---- Bagian Teks

Secara konsepsional sistem agribisnis dapat diartikan sebagai semua aktivitas mulai dari pengadaan dan penyaluran sarana produksi sampai kepada pemasaran produk-produk yang dihasilkan oleh usahatani dan agroindustri, yang saling terkait satu sama lain.  Dengan demikian sistem agribisnis merupakan suatu sistem yang terdiri dari berbagai subsistem, yaitu (a) subsistem pengadaan dan penyaluran sarana produksi, teknologi dan pengembangan sumberdaya pertanian; (b) subsistem budidaya atau usahatani; (c ) subsistem pengolahan hasil atau agroindustri, dan (d) subsistem pemasaran hasil; (e) subsistem prasarana dan (f) subsistem pembinaan.

 

EVALUASI KEBIJAKAN PERIKANAN

“PENGEMBANGAN AGRIBISNIS TERPADU”

--------
---- Daftar Data

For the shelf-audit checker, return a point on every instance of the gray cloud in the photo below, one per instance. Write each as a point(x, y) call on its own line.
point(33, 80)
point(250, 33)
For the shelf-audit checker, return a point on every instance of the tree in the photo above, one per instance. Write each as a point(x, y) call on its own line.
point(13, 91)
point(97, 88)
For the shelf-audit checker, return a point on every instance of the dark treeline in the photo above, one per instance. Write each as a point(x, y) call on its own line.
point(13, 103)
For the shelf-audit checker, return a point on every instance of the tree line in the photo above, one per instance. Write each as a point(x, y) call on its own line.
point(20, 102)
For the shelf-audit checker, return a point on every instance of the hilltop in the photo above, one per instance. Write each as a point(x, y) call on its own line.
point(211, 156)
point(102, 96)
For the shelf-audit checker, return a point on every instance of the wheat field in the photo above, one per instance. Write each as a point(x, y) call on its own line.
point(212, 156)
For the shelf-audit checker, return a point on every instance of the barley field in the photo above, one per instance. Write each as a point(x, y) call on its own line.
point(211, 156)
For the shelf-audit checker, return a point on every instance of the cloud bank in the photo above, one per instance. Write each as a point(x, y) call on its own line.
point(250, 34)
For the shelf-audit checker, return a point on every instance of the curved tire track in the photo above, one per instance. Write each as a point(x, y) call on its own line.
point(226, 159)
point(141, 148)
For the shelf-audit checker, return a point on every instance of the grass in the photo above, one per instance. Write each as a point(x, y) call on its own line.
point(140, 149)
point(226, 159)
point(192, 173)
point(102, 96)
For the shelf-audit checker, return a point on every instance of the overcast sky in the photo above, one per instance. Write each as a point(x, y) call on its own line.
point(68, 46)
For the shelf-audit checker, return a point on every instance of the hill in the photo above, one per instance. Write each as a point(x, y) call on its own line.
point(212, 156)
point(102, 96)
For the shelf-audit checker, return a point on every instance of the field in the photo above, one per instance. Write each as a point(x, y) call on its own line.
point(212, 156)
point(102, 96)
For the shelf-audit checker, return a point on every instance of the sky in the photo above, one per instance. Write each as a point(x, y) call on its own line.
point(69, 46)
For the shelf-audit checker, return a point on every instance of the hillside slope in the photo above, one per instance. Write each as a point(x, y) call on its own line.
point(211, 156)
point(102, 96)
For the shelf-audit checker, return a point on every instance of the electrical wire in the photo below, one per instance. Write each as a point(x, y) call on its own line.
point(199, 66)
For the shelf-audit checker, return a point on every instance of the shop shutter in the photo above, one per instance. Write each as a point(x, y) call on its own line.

--------

Tugas yang Diminta
Cetak ulang bagian teks tentang sistem agribisnis dari "Secara konsepsional sistem" sampai "(f) subsistem pembinaan." tanpa mengubah satu kata pun. Daftar data ini diambil dari sumber lain.

Keluaran yang Diharapkan
Secara konsepsional sistem agribisnis dapat diartikan sebagai semua aktivitas mulai dari pengadaan dan penyaluran sarana produksi sampai kepada pemasaran produk-produk yang dihasilkan oleh usahatani dan agroindustri, yang saling terkait satu sama lain.  Dengan demikian sistem agribisnis merupakan suatu sistem yang terdiri dari berbagai subsistem, yaitu (a) subsistem pengadaan dan penyaluran sarana produksi, teknologi dan pengembangan sumberdaya pertanian; (b) subsistem budidaya atau usahatani; (c ) subsistem pengolahan hasil atau agroindustri, dan (d) subsistem pemasaran hasil; (e) subsistem prasarana dan (f) subsistem pembinaan.